## begin Input records
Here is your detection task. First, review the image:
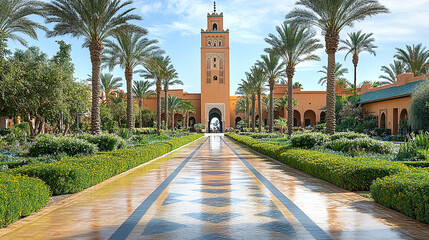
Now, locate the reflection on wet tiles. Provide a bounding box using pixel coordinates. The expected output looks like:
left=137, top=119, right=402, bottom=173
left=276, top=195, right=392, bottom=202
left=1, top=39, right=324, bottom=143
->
left=256, top=209, right=285, bottom=220
left=201, top=183, right=231, bottom=187
left=203, top=171, right=231, bottom=175
left=199, top=188, right=236, bottom=194
left=142, top=218, right=186, bottom=235
left=192, top=233, right=234, bottom=240
left=184, top=212, right=241, bottom=223
left=192, top=197, right=243, bottom=207
left=259, top=220, right=295, bottom=236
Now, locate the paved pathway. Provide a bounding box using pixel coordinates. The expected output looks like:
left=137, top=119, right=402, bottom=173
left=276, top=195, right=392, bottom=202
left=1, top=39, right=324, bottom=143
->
left=0, top=135, right=429, bottom=240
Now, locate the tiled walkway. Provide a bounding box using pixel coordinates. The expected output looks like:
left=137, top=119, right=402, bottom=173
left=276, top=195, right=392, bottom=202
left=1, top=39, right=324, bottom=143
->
left=0, top=135, right=429, bottom=240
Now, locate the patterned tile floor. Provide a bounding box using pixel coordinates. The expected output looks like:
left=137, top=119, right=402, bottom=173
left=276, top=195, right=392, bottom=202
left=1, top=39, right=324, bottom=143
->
left=0, top=135, right=429, bottom=240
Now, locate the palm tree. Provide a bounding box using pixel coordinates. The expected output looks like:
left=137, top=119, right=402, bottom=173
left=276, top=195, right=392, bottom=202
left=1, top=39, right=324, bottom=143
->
left=235, top=78, right=255, bottom=128
left=247, top=65, right=267, bottom=132
left=140, top=55, right=173, bottom=135
left=317, top=62, right=350, bottom=88
left=286, top=0, right=389, bottom=134
left=134, top=80, right=155, bottom=128
left=265, top=22, right=323, bottom=135
left=379, top=60, right=406, bottom=85
left=394, top=43, right=429, bottom=77
left=44, top=0, right=146, bottom=134
left=162, top=68, right=183, bottom=129
left=257, top=52, right=285, bottom=132
left=338, top=30, right=377, bottom=94
left=103, top=32, right=162, bottom=132
left=0, top=0, right=47, bottom=46
left=100, top=73, right=122, bottom=101
left=162, top=95, right=183, bottom=131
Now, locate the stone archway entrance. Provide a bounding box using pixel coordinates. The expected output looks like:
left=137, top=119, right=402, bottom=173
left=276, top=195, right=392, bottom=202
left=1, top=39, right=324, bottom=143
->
left=207, top=108, right=223, bottom=133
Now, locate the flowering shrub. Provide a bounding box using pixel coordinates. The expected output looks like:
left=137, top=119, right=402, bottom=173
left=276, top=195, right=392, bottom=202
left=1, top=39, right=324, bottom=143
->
left=325, top=138, right=393, bottom=154
left=0, top=173, right=50, bottom=227
left=10, top=134, right=202, bottom=195
left=290, top=133, right=328, bottom=149
left=77, top=133, right=125, bottom=152
left=29, top=135, right=98, bottom=157
left=371, top=170, right=429, bottom=223
left=329, top=132, right=369, bottom=141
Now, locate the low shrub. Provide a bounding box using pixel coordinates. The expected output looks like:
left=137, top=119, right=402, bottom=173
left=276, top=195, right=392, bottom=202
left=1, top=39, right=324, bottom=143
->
left=29, top=135, right=98, bottom=157
left=290, top=133, right=328, bottom=149
left=0, top=173, right=50, bottom=226
left=371, top=170, right=429, bottom=223
left=329, top=132, right=369, bottom=141
left=325, top=138, right=393, bottom=154
left=10, top=134, right=202, bottom=195
left=227, top=134, right=408, bottom=191
left=77, top=133, right=125, bottom=152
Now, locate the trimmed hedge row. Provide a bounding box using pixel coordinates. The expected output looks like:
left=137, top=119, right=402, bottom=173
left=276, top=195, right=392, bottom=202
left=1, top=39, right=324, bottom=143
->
left=371, top=169, right=429, bottom=223
left=0, top=173, right=50, bottom=227
left=227, top=134, right=408, bottom=191
left=11, top=134, right=202, bottom=195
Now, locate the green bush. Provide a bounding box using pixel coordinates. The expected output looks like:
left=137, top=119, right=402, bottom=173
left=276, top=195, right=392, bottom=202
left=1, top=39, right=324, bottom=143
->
left=371, top=170, right=429, bottom=223
left=29, top=135, right=98, bottom=157
left=77, top=133, right=125, bottom=152
left=0, top=173, right=50, bottom=226
left=290, top=133, right=328, bottom=149
left=226, top=134, right=408, bottom=191
left=10, top=134, right=202, bottom=195
left=329, top=132, right=369, bottom=141
left=325, top=138, right=393, bottom=154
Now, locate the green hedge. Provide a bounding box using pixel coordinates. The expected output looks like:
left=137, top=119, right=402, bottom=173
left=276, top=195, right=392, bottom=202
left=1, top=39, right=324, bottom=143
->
left=371, top=169, right=429, bottom=223
left=11, top=134, right=202, bottom=195
left=0, top=173, right=50, bottom=227
left=227, top=134, right=408, bottom=191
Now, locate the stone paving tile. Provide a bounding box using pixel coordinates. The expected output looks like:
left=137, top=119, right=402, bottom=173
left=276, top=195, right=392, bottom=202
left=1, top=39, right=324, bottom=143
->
left=0, top=135, right=429, bottom=240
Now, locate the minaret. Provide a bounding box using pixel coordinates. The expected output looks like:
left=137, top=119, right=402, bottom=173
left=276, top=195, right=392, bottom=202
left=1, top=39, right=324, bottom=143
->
left=201, top=1, right=230, bottom=130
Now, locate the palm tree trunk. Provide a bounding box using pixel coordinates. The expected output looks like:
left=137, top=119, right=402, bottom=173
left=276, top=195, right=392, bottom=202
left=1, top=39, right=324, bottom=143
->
left=325, top=32, right=340, bottom=134
left=252, top=94, right=256, bottom=132
left=286, top=64, right=295, bottom=136
left=156, top=78, right=162, bottom=135
left=268, top=79, right=275, bottom=132
left=125, top=67, right=134, bottom=133
left=164, top=85, right=168, bottom=130
left=258, top=91, right=263, bottom=132
left=353, top=54, right=359, bottom=95
left=139, top=98, right=143, bottom=128
left=89, top=40, right=103, bottom=134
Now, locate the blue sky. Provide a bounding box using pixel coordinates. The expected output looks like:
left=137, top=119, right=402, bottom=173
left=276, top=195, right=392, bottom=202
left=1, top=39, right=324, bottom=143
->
left=9, top=0, right=429, bottom=94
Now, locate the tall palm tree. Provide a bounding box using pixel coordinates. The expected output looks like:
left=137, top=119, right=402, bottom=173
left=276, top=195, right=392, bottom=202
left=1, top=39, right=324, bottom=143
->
left=286, top=0, right=389, bottom=134
left=134, top=80, right=155, bottom=128
left=162, top=95, right=183, bottom=131
left=162, top=68, right=183, bottom=129
left=394, top=43, right=429, bottom=77
left=257, top=52, right=286, bottom=132
left=338, top=30, right=377, bottom=94
left=103, top=31, right=162, bottom=132
left=317, top=62, right=350, bottom=88
left=265, top=22, right=323, bottom=135
left=100, top=73, right=122, bottom=101
left=379, top=60, right=407, bottom=85
left=0, top=0, right=47, bottom=46
left=247, top=65, right=267, bottom=132
left=235, top=78, right=255, bottom=128
left=44, top=0, right=146, bottom=134
left=140, top=55, right=174, bottom=135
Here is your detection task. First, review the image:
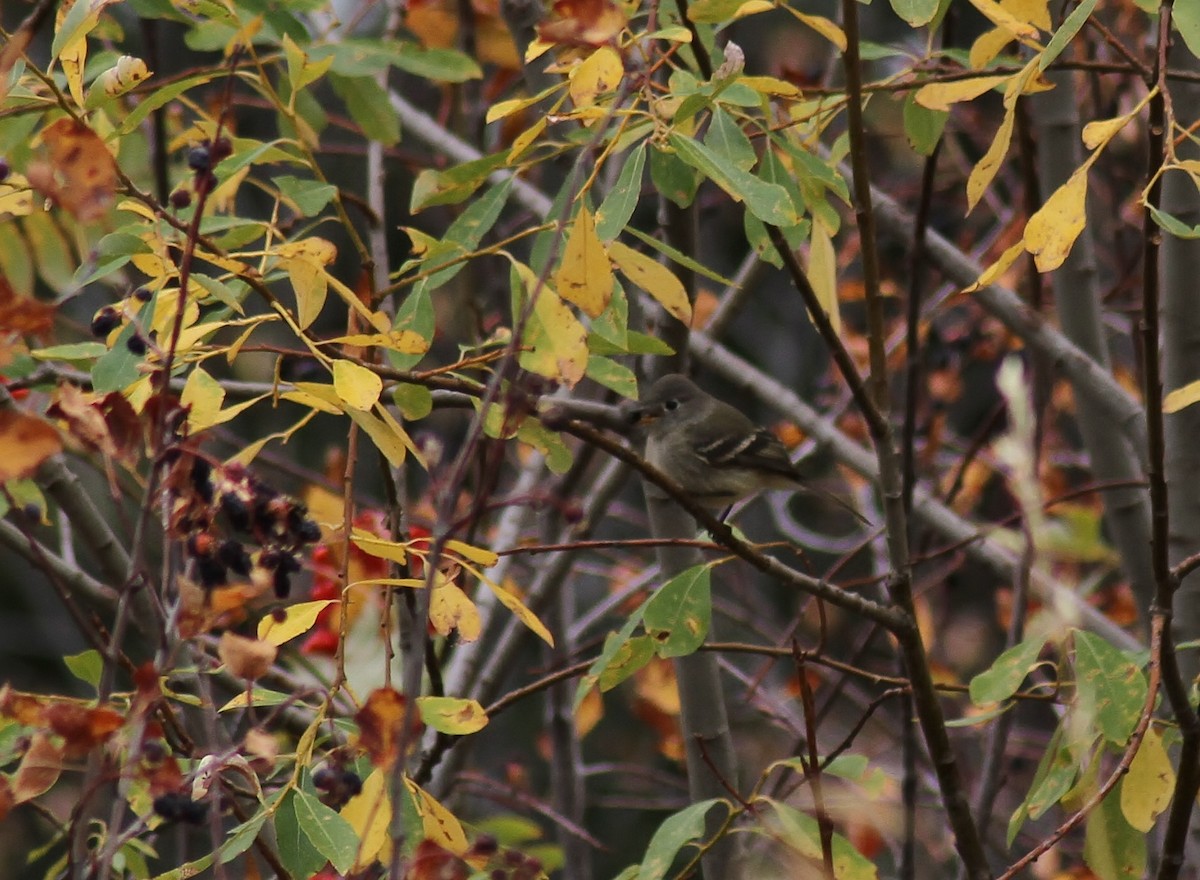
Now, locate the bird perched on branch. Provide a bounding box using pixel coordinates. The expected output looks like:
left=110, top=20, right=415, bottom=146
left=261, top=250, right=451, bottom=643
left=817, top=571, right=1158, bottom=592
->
left=628, top=373, right=865, bottom=522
## end Input records
- **Requirement**
Copy all of the data above word for word, but leave the pictures out.

- **Exercise answer**
Here is your detection task. First, review the image:
Now, locate the reflection on wet tiles. Provide a bounding box using pixel coordinates. The expected output looks like:
left=137, top=119, right=402, bottom=173
left=276, top=195, right=392, bottom=202
left=1, top=39, right=324, bottom=143
->
left=256, top=209, right=285, bottom=220
left=201, top=183, right=231, bottom=187
left=203, top=171, right=231, bottom=175
left=199, top=188, right=236, bottom=194
left=142, top=218, right=186, bottom=235
left=192, top=233, right=234, bottom=240
left=184, top=212, right=241, bottom=223
left=192, top=197, right=243, bottom=207
left=259, top=220, right=295, bottom=236
Now, locate the paved pathway. Provide a bounding box using pixel coordinates. The expected output looks like:
left=137, top=119, right=402, bottom=173
left=276, top=195, right=392, bottom=202
left=1, top=39, right=324, bottom=143
->
left=0, top=135, right=429, bottom=240
Now, locate the tiled walkway. Provide a bounding box using pixel coordinates. The expected output looks like:
left=137, top=119, right=402, bottom=173
left=276, top=195, right=392, bottom=202
left=1, top=39, right=324, bottom=143
->
left=0, top=135, right=429, bottom=240
Now, locate the patterned tile floor. Provide a bounding box using pixel coordinates. The expected output looks like:
left=137, top=119, right=402, bottom=173
left=276, top=195, right=392, bottom=202
left=1, top=39, right=324, bottom=143
->
left=0, top=135, right=429, bottom=240
Now, locate the palm tree. Provide a bounding box using pixel coordinates. The expected output looks like:
left=137, top=119, right=402, bottom=173
left=276, top=195, right=392, bottom=202
left=1, top=39, right=324, bottom=143
->
left=235, top=78, right=255, bottom=128
left=247, top=65, right=267, bottom=132
left=140, top=55, right=173, bottom=135
left=317, top=62, right=350, bottom=88
left=286, top=0, right=389, bottom=134
left=134, top=80, right=155, bottom=128
left=265, top=22, right=323, bottom=135
left=379, top=60, right=406, bottom=85
left=394, top=43, right=429, bottom=77
left=44, top=0, right=146, bottom=134
left=162, top=68, right=183, bottom=129
left=257, top=52, right=285, bottom=132
left=338, top=30, right=377, bottom=94
left=103, top=32, right=162, bottom=132
left=0, top=0, right=47, bottom=46
left=100, top=73, right=122, bottom=101
left=162, top=95, right=183, bottom=131
Now, locate the stone archway entrance. Provide a bounding box using pixel coordinates. The expected output looks like:
left=137, top=119, right=402, bottom=173
left=276, top=195, right=392, bottom=202
left=1, top=39, right=324, bottom=143
->
left=207, top=108, right=223, bottom=133
Now, locate the flowering shrub. Provide a bounding box using pixel coordinates. The expected output looks like:
left=137, top=119, right=402, bottom=173
left=276, top=195, right=392, bottom=202
left=1, top=39, right=324, bottom=143
->
left=325, top=138, right=393, bottom=154
left=0, top=173, right=50, bottom=227
left=10, top=134, right=202, bottom=195
left=290, top=133, right=328, bottom=149
left=77, top=133, right=125, bottom=152
left=29, top=135, right=98, bottom=157
left=371, top=170, right=429, bottom=223
left=329, top=132, right=369, bottom=141
Now, locate the low shrub. Provide a bounding box using pixel coordinates. The expected output looks like:
left=137, top=119, right=402, bottom=173
left=276, top=195, right=392, bottom=202
left=1, top=39, right=324, bottom=143
->
left=29, top=135, right=98, bottom=157
left=290, top=133, right=328, bottom=149
left=0, top=173, right=50, bottom=226
left=371, top=170, right=429, bottom=223
left=329, top=132, right=369, bottom=141
left=325, top=138, right=393, bottom=154
left=10, top=134, right=202, bottom=195
left=227, top=134, right=408, bottom=191
left=77, top=133, right=125, bottom=152
Now, locate the trimmed hedge row. Provide a bounding box using pixel coordinates. The expected output looks like:
left=137, top=119, right=402, bottom=173
left=276, top=195, right=392, bottom=202
left=1, top=39, right=324, bottom=143
->
left=371, top=169, right=429, bottom=223
left=0, top=173, right=50, bottom=227
left=227, top=134, right=408, bottom=191
left=11, top=134, right=202, bottom=195
Now, locate the green bush. Provide a bounding box using pixel coordinates. The expected output looks like:
left=137, top=119, right=402, bottom=173
left=276, top=195, right=392, bottom=202
left=1, top=39, right=324, bottom=143
->
left=371, top=170, right=429, bottom=223
left=29, top=135, right=98, bottom=157
left=77, top=133, right=125, bottom=152
left=0, top=173, right=50, bottom=226
left=290, top=133, right=328, bottom=149
left=226, top=134, right=408, bottom=191
left=10, top=134, right=202, bottom=195
left=329, top=132, right=369, bottom=141
left=325, top=138, right=393, bottom=154
Now, locate the green hedge. Provide a bounding box using pixel coordinates. The expected output looks like:
left=137, top=119, right=402, bottom=173
left=276, top=195, right=392, bottom=202
left=1, top=39, right=324, bottom=143
->
left=371, top=169, right=429, bottom=223
left=11, top=134, right=202, bottom=195
left=0, top=173, right=50, bottom=227
left=227, top=134, right=408, bottom=191
Now, locate the stone paving tile. Provide a bounding box using pixel coordinates. The expected output looks like:
left=137, top=119, right=402, bottom=173
left=276, top=195, right=392, bottom=202
left=1, top=39, right=324, bottom=143
->
left=0, top=135, right=429, bottom=240
Now, locate the minaret. Provide a bounding box using pixel coordinates. The expected output looks like:
left=137, top=119, right=402, bottom=173
left=276, top=195, right=392, bottom=202
left=1, top=39, right=324, bottom=143
->
left=201, top=1, right=230, bottom=130
Now, locate the palm tree trunk. Provide a bounding box using pixel coordinates. The expected output looks like:
left=137, top=119, right=402, bottom=173
left=276, top=195, right=392, bottom=202
left=1, top=39, right=324, bottom=143
->
left=325, top=32, right=340, bottom=134
left=252, top=94, right=256, bottom=132
left=286, top=64, right=295, bottom=136
left=156, top=78, right=162, bottom=135
left=268, top=79, right=275, bottom=132
left=125, top=67, right=134, bottom=133
left=164, top=85, right=168, bottom=130
left=258, top=91, right=263, bottom=132
left=353, top=54, right=359, bottom=95
left=139, top=98, right=143, bottom=128
left=89, top=40, right=103, bottom=134
Now, locate the blue sky. Provide a bounding box using pixel coordinates. The expected output looks like:
left=137, top=119, right=402, bottom=173
left=276, top=195, right=392, bottom=202
left=1, top=39, right=324, bottom=143
->
left=9, top=0, right=429, bottom=94
Now, locate the tall palm tree. Provide a bounding box using pixel coordinates. The expected output looks like:
left=137, top=119, right=402, bottom=173
left=276, top=195, right=392, bottom=202
left=1, top=39, right=324, bottom=143
->
left=286, top=0, right=389, bottom=134
left=134, top=80, right=155, bottom=128
left=162, top=95, right=183, bottom=131
left=162, top=68, right=183, bottom=129
left=394, top=43, right=429, bottom=77
left=257, top=52, right=286, bottom=132
left=338, top=30, right=377, bottom=94
left=103, top=31, right=162, bottom=132
left=317, top=62, right=350, bottom=88
left=265, top=22, right=323, bottom=135
left=100, top=73, right=122, bottom=101
left=379, top=60, right=407, bottom=85
left=0, top=0, right=47, bottom=46
left=247, top=65, right=267, bottom=132
left=235, top=78, right=255, bottom=128
left=44, top=0, right=146, bottom=134
left=140, top=55, right=174, bottom=135
Here is your detection task. First, review the image:
Now, locate the bird perched on branch. Provide a bounding box using pixel coordinates. The expected output looks like:
left=110, top=20, right=415, bottom=146
left=261, top=250, right=451, bottom=643
left=817, top=571, right=1158, bottom=592
->
left=628, top=373, right=865, bottom=522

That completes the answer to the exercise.